→ **Text shown**:
☆ ☆ ☆ ☆ ☆ ☆ ☆
Comparing Living and Dead Subjects
After opening remarks by new BIO president Cathy Curtis, the conference began Saturday morning with the breakfast plenary session featuring Edmund and Sylvia Jukes Morris. The husband-and-wife team titled their talk “Dead Is Easier,” referring to which kind of subject presents fewer challenges for a biographer. Edmund’s dead subject was Theodore Roosevelt, whose life he chronicled in a three-volume biography. Sylvia’s dead subject was Edith Kermit Roosevelt, TR’s second wife. Turning to the living, Edmund wrote an authorized if unconventional biography of Ronald Reagan, spending time with the president during his second term. Sylvia, meanwhile, had a close relationship with her living subject Clare Booth Luce—so close that at one point Sylvia joined Luce in her sprawling bed to watch television.
The title of the talk, Edmund recalled, came from years ago when a New York Times reporter asked him which challenge he preferred: writing about a living subject or a dead one. Before he could respond, Sylvia called out from another room, “Dead is easier.”
In the plenary session, the two authors spent some time talking about how writing about the death of their subjects—in Sylvia’s case, Luce died while the author was still writing about her—affected them. While saying that he probably would not have liked Roosevelt when alive, given Theodore’s “bloodlust” and “bellicosity,” Edmund said that when it came time to write about the president’s death he felt a sense of bereavement. For her part, Sylvia cried as she wrote about Edith Kermit Roosevelt’s death. And the death of Luce, which happened after she and Sylvia had known each other for seven years, stirred different thoughts and feelings for the biographer. Sylvia explained: “I felt a thud in the chest, which was probably a combination of shock, grief, and apprehension; what should I do now about all the unanswered biographical questions?”
Edmund also had a long relationship with his living subject, Reagan, agreeing to write a life story about him in 1985. During the president’s years in the White House, his dementia was not apparent, Edmund said. Reading the 1993 letter in which Reagan publicly revealed his struggles, Edmund said he was filled with “overpowering sadness.” But that, he said, “quickly evaporated.” His writing of the Reagan book was still to come, and Edmund felt a need to accept what he called the “biographer’s challenge,” which he framed in the words of W. B. Yeats: “Cast a cold eye on life, on death.” Otherwise, Edmund thought, his book on Reagan would become sentimental “and consequently, untrustworthy.”
Spending time with his living subject, Edmund said, led him to appreciate Reagan’s sense of humor and the intelligence behind it. It also led Edmund to become a teacher of sorts to the president. When the two visited Reagan’s birthplace of Tampico, Illinois, after Reagan’s dementia took hold, the biographer had to point out the significance of buildings they saw. Edmund said, “I was instructing him in his own life.” Like other biographers, he came to know more about his subject’s life than his subject did.
Edmund had a different kind of intimacy with his dead subject and his family. While doing research at Roosevelt’s home in Oyster Bay, New York, he found an envelope that contained a lock of hair from Roosevelt’s first wife, Alice. While fingering the hair, he felt a “creepy connection” to her. Edmund was particularly attracted to the love story of Alice and Theodore, and he felt a certain sense of anticipation when he reached the spot in the president’s diaries that led to his wedding night. Roosevelt left out details of the evening; Edmund assumed he did so knowing that some “beady-eyed biographer” would one day read the diary.
☆ ☆ ☆ ☆ ☆ ☆ ☆
(Outlines of named regions)
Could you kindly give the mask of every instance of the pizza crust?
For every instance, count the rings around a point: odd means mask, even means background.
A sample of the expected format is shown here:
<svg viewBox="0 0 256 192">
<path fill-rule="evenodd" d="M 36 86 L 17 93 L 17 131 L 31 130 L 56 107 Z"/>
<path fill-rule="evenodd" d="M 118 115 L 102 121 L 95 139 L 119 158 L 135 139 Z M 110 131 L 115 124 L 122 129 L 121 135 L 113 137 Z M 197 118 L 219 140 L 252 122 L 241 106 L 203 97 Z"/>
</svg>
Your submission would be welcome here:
☆ ☆ ☆ ☆ ☆ ☆ ☆
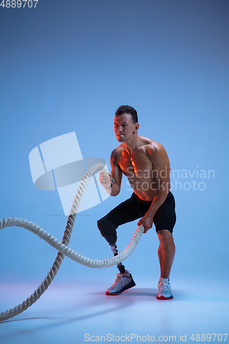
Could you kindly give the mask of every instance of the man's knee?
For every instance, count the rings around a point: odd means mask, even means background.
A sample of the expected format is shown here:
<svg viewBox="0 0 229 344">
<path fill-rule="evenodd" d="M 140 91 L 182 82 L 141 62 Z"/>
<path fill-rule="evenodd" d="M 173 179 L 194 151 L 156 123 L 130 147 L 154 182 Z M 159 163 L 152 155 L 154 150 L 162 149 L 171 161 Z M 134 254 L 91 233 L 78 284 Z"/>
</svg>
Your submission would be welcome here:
☆ ☆ ☆ ☆ ☆ ☆ ☆
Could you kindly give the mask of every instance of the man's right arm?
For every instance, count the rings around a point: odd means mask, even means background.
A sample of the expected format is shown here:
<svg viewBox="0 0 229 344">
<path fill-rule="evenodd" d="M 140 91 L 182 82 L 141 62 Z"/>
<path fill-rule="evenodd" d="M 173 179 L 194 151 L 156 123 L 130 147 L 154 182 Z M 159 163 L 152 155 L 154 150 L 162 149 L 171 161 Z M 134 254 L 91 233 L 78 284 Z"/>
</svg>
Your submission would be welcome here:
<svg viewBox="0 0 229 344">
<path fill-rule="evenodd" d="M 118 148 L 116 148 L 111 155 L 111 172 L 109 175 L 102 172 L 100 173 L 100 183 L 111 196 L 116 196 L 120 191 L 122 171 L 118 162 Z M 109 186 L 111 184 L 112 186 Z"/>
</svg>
☆ ☆ ☆ ☆ ☆ ☆ ☆
→ **Tasks**:
1: From the account of the Morrises' talk, return everything from "Comparing Living and" down to "to watch television.".
2: According to the account of the Morrises' talk, what did Edmund find in an envelope while doing research at Roosevelt's home in Oyster Bay, New York?
The listing plays no part in the work here.

→ **Solutions**:
1:
Comparing Living and Dead Subjects
After opening remarks by new BIO president Cathy Curtis, the conference began Saturday morning with the breakfast plenary session featuring Edmund and Sylvia Jukes Morris. The husband-and-wife team titled their talk “Dead Is Easier,” referring to which kind of subject presents fewer challenges for a biographer. Edmund’s dead subject was Theodore Roosevelt, whose life he chronicled in a three-volume biography. Sylvia’s dead subject was Edith Kermit Roosevelt, TR’s second wife. Turning to the living, Edmund wrote an authorized if unconventional biography of Ronald Reagan, spending time with the president during his second term. Sylvia, meanwhile, had a close relationship with her living subject Clare Booth Luce—so close that at one point Sylvia joined Luce in her sprawling bed to watch television.

2: He found a lock of hair from Roosevelt's first wife, Alice.